=== Section Start ===

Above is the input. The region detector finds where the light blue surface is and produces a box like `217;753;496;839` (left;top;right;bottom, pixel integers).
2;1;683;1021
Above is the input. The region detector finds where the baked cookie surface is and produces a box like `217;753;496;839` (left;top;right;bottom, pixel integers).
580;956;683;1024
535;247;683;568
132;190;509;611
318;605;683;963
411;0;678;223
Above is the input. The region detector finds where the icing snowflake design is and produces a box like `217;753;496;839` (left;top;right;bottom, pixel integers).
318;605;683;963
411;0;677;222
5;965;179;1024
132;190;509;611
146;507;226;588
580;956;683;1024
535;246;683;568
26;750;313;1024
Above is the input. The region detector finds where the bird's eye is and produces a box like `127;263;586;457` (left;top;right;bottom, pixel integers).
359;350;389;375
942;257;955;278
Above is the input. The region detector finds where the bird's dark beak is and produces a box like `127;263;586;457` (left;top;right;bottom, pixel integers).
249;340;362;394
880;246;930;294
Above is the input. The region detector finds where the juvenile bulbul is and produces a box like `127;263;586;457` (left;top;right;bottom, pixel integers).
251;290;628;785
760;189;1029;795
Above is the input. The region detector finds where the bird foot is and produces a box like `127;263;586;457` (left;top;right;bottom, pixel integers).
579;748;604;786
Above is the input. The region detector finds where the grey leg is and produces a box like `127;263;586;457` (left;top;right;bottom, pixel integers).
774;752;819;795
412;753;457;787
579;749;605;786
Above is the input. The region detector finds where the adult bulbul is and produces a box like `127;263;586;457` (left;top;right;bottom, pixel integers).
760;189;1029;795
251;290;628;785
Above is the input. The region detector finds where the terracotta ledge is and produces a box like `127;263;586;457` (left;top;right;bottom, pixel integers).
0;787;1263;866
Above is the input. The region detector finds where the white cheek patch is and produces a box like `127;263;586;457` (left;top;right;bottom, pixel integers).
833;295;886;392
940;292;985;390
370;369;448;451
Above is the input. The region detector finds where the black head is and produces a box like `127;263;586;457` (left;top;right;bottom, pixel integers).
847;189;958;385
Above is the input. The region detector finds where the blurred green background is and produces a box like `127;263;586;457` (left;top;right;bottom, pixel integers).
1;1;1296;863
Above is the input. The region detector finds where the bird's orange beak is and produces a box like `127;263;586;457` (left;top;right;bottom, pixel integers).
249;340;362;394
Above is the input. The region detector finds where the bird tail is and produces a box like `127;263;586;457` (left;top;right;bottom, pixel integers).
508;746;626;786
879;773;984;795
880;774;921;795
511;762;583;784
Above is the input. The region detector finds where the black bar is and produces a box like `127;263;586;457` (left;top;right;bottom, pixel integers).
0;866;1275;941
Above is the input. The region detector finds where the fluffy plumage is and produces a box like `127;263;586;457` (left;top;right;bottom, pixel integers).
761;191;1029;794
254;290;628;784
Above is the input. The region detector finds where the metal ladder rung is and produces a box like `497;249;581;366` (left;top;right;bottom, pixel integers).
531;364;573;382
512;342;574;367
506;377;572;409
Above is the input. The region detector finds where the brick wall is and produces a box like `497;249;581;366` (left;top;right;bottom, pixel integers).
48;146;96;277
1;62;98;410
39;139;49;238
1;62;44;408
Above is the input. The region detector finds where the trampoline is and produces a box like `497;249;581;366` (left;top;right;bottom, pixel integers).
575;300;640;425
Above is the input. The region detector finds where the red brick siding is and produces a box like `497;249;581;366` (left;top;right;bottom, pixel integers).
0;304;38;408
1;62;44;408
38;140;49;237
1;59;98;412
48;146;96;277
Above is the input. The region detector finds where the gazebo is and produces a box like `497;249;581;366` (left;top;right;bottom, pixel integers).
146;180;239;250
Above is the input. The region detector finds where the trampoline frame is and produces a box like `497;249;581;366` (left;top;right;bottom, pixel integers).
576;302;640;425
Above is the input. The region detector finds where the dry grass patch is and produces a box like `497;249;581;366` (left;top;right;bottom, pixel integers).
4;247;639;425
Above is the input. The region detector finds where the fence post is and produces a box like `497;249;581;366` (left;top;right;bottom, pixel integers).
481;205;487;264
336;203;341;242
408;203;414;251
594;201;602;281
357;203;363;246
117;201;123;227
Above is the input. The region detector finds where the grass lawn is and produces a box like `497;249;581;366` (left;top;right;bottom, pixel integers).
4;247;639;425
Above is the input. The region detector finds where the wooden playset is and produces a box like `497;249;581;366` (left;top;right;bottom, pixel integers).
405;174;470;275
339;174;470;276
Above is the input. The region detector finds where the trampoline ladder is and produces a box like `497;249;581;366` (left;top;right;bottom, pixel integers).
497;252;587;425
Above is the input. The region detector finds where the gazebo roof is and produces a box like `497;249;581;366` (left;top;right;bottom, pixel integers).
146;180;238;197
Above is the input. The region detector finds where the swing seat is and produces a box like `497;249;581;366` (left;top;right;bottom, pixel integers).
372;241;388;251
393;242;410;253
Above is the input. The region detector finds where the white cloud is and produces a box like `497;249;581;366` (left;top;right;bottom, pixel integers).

=== Section End ===

_YOUR GOAL:_ Would you please repeat all the entries exactly as written?

_RESPONSE TO THIS TASK:_
Above is the input. The region detector finds where the light blue surface is and produces a box like `217;753;496;839` (left;top;right;bottom, pixel integers).
2;1;683;1021
Above is the input. The region detector finds where the baked cookie surface is and produces a box like `217;753;496;839` (left;top;right;bottom, pixel integers).
580;956;683;1024
535;247;683;568
132;190;509;611
318;605;683;963
411;0;678;223
Above is the input. The region detector finds where the icing snowflake design is and produces a box like `217;753;496;839` (left;top;right;bottom, pixel integers).
318;605;683;963
411;0;677;222
5;965;179;1024
132;190;509;611
146;507;226;588
580;956;683;1024
535;246;683;568
26;750;313;1024
Above is the input. The region detector finds where the bird's eye is and produces a box like `127;263;586;457` (left;top;right;bottom, pixel integers).
359;350;389;375
942;257;955;278
Above is the input. The region detector finds where the bird's dark beak is and produces a box like `127;263;586;457` (left;top;right;bottom, pixel integers).
249;340;362;394
880;246;930;294
Above is the input. The region detector finds where the juvenile bulbul is and produces a box like `127;263;586;457` (left;top;right;bottom, pixel integers).
251;290;628;785
760;189;1029;795
Above is the input. The region detector finds where the bird foot is and produces a box like `127;263;586;457` (left;top;right;bottom, pixel integers).
579;748;604;786
Above is the input. The region detector finds where the grey leg is and produces a box like `127;263;586;457` (left;top;right;bottom, pixel integers).
774;752;819;795
412;753;457;787
579;749;605;786
Above is the input. The region detector finds where the adult bulbul is and produces a box like `127;263;586;457` (left;top;right;bottom, pixel integers).
760;189;1029;795
251;290;628;785
Above is the input. The region detector finds where the terracotta ledge is and produces a box like `127;263;586;457` (left;top;right;bottom, pixel integers).
0;787;1263;866
Above is the input. The region detector finds where the white cheek patch is and produces a box like `127;263;586;457` (left;top;right;bottom, pixel integers).
833;295;886;392
940;292;985;390
370;369;448;451
Above is the input. The region detector finds where the black head is and produces a box like `127;263;586;457` (left;top;right;bottom, pixel integers).
847;189;958;385
Above is the input. The region detector finds where the blurred green background is and produces a box like `127;263;586;457` (left;top;right;bottom, pixel integers).
1;1;1296;863
Above is the input. The region detector finds where the bird's orange beak is and produces a box like `127;263;586;457` (left;top;right;bottom, pixel integers).
249;340;362;394
Above is the input. The region detector finds where the bird tail is and produces a box like `127;263;586;457` (left;top;right;bottom, pixel integers).
508;746;626;786
879;773;984;795
880;774;921;795
511;762;583;784
Above is the input. The region detector finds where the black bar is and produces a box like `127;263;586;457` (left;top;right;bottom, pixel integers).
0;866;1275;941
Above is the input. The region detector finds where the fluffy plumage is and produces a box like `127;263;586;457` (left;top;right;bottom, pixel integers).
761;191;1029;794
254;290;628;784
Above is the input. The region detector finds where the metal ladder rung is and produces a box like `497;249;581;366` (left;top;right;bottom, pixel integers).
531;364;573;382
512;342;574;367
506;377;572;409
Above is the input. The region detector finds where the brick wall is and produces a box like `497;249;581;366` (left;top;right;bottom, pixel integers).
48;146;96;277
1;62;98;410
39;139;49;238
1;62;44;408
Above is the input. The region detector finds where the trampoline is and produces a box like `497;249;581;366` (left;top;right;bottom, pixel integers).
575;300;640;425
Above is the input. The region detector finds where the red brick siding is and produces a box like `497;249;581;366` (left;top;right;bottom, pixel integers).
0;304;38;408
1;62;44;408
38;140;49;237
1;59;98;412
48;146;96;277
Above is the input. The region detector finds where the gazebo is and produces a box like `497;249;581;366` (left;top;right;bottom, pixel integers).
146;180;239;250
Above is the input. The region detector finds where the trampoline frame is and produces a box like `497;249;581;366` (left;top;right;bottom, pixel integers).
576;302;640;425
Above is the input. The region detector finds where the dry grass patch is and produces a box like `497;249;581;366` (left;top;right;bottom, pixel integers).
4;247;639;425
Above is the input. The region detector finds where the fence post is and produces a box like `497;249;581;366` (left;top;right;bottom, pixel integers).
481;205;487;264
336;203;341;242
408;203;414;251
594;201;602;281
357;203;363;246
117;201;123;227
Above is the input. The region detector finds where the grass lawn is and produces a box like `497;249;581;366` (left;top;right;bottom, pixel integers).
4;247;639;425
Above is the input. The region detector finds where the wooden playset is and produces a box like `497;249;581;366` (left;top;right;bottom, pixel integers).
405;174;470;275
339;174;470;276
Above is the input. The region detector finds where the trampoline ladder is and produces a box like `497;249;581;366` (left;top;right;bottom, pixel integers).
497;252;587;425
Above is the input. The region detector finds where the gazebo roof is and produces a box like `497;249;581;366` (left;top;right;bottom, pixel integers).
146;180;238;197
Above is the input. The region detector finds where the swing seat is and produces a box like `497;249;581;366` (left;top;right;bottom, pixel integers).
372;241;388;251
393;242;410;253
Above is the input. The region detector finds where the white cloud is and produces a box like `497;249;581;366` (left;top;right;bottom, pixel integers).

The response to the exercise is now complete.